■ Exercise details
Output each entry exactly; skip nothing.
* begin Information given *
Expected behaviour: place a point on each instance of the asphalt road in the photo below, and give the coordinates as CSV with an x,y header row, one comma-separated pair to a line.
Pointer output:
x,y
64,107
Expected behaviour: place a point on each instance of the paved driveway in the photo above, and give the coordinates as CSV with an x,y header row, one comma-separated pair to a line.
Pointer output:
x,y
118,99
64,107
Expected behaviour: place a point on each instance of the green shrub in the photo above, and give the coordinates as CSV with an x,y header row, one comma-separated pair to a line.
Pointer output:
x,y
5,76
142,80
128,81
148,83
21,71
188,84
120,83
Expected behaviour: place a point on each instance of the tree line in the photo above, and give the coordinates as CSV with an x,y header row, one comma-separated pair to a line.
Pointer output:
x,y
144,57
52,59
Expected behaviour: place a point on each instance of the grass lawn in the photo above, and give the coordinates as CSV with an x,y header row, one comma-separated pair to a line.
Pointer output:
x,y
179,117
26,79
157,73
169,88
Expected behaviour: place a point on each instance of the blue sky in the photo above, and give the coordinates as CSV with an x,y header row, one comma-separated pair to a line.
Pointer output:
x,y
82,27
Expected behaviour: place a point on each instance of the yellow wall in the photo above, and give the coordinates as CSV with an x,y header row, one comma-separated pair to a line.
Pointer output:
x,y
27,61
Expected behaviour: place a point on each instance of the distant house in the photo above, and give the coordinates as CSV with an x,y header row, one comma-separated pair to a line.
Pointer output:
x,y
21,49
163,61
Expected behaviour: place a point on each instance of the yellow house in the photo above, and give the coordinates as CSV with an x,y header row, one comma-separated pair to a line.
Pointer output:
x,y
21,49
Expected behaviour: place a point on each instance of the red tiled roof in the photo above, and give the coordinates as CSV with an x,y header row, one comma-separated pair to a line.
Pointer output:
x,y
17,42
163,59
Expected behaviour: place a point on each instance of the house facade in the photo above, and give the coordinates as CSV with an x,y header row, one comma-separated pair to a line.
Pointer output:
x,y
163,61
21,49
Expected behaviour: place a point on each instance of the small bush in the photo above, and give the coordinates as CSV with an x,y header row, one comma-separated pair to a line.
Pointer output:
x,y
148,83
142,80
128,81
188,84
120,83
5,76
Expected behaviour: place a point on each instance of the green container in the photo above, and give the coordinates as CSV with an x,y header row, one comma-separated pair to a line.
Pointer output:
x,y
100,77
* end Information given *
■ Correct output
Expected behaviour: place a point on each instance of the asphalt road in the photo below, and give the coordinates as CSV with an x,y header row, one comma-separated pair to a line.
Pointer output:
x,y
64,107
Expected behaviour: place a point on each instance of the paved driveway in the photo above, and give the coordinates as CSV with an x,y header row, one comma-separated pair to a line.
Pointer output:
x,y
118,99
64,107
Expected behaviour: place a point on each instance of the green shrub in the photo above, and give the coordinates as CSV with an x,y header row, one comma-separated pair to a line.
Pointer output:
x,y
5,76
142,80
128,81
148,83
21,71
188,84
120,83
Expected behaviour: place a point on each instance of the tree line in the photo above, and give the coordinates as CSV with an x,y header row, one comma-separated pair to a line.
Pointer output:
x,y
144,57
52,59
Expected behaviour: place a point on each instance of the grass lawn in the photo above, and give the coordinates as CSV with an x,y header row, one comma-separated pair to a line.
Pointer output:
x,y
179,117
26,79
157,73
169,88
Expected behaviour: place a point on each instance of the blue sky in the photo above, and give the coordinates as CSV with an x,y header row, one comma-separated pair to a line.
Pointer output:
x,y
82,27
Expected behaviour: place a point on each instance of the yellow wall in the photo above, and give the coordinates as CSV with an x,y header row, one comma-separated pair to a line.
Pointer output:
x,y
27,61
Expected behaviour: place a point on each instance of the distant house in the photo above, and give the coordinates as CSV with an x,y header row, one comma-separated pair to a line.
Pointer output:
x,y
21,49
163,61
Expected behaviour: place a point on each instance of the yellow house in the photo above, and give the coordinates as CSV with an x,y header row, one comma-separated pair to a line.
Pointer output:
x,y
21,49
Expected behaviour: place a point on each instance of the red tiled roof in the photo above, and give the coordinates as CSV with an x,y header row, one comma-separated pair to a line.
Pointer output:
x,y
17,42
163,59
Expected behaviour: place a point on each instance of the house facade in the photo above, and give the coordinates as CSV with an x,y header row, one comma-separated pair to a line.
Pointer output:
x,y
163,61
21,49
Expected behaviour: place a point on each instance of the small bush in the photo above, and give the coordinates as CSV with an x,y header row, one comma-separated pair to a line.
Pointer output:
x,y
148,83
142,80
128,81
188,84
120,83
5,76
Expected behaviour: place a point on each instance of the green container in the photo above, and give the coordinates as CSV with an x,y header row, one comma-separated pair to a line.
Pointer output:
x,y
100,77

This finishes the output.